TASK TO CARRY OUT: Return the material below line for line, without the pictures.
:: SUPPLIED RECORDS ::
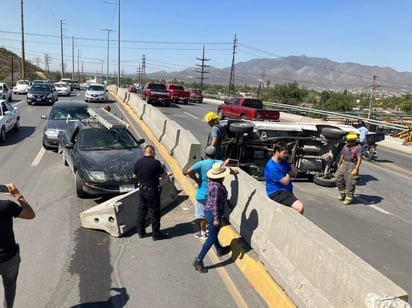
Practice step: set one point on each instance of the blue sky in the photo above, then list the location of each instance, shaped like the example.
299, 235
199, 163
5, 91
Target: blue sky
171, 34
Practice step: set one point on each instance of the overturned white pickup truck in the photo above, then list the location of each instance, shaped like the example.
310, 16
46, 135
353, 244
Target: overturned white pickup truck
9, 119
314, 147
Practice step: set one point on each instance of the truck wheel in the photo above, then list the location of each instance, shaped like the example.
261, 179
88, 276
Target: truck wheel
3, 134
332, 133
241, 127
321, 180
79, 186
:::
FINAL ANSWER:
Practice step: set one point on each instance of the blue sky in the photo above, then list the location of each instance, shaped like the example.
299, 235
199, 163
5, 91
Target: blue sky
171, 34
Practice step: set one point on each instance of the overturned white pickup truck in the photo above, then list the location of each instance, shaped like the example.
310, 16
46, 135
353, 244
Target: overturned white pickup truck
9, 119
314, 147
Practice step: set one point on each instance of the truck wheel in the photo above, then list the location of each instance, shaped like the example.
261, 179
88, 276
Target: truck wheel
3, 134
332, 133
241, 127
321, 180
79, 186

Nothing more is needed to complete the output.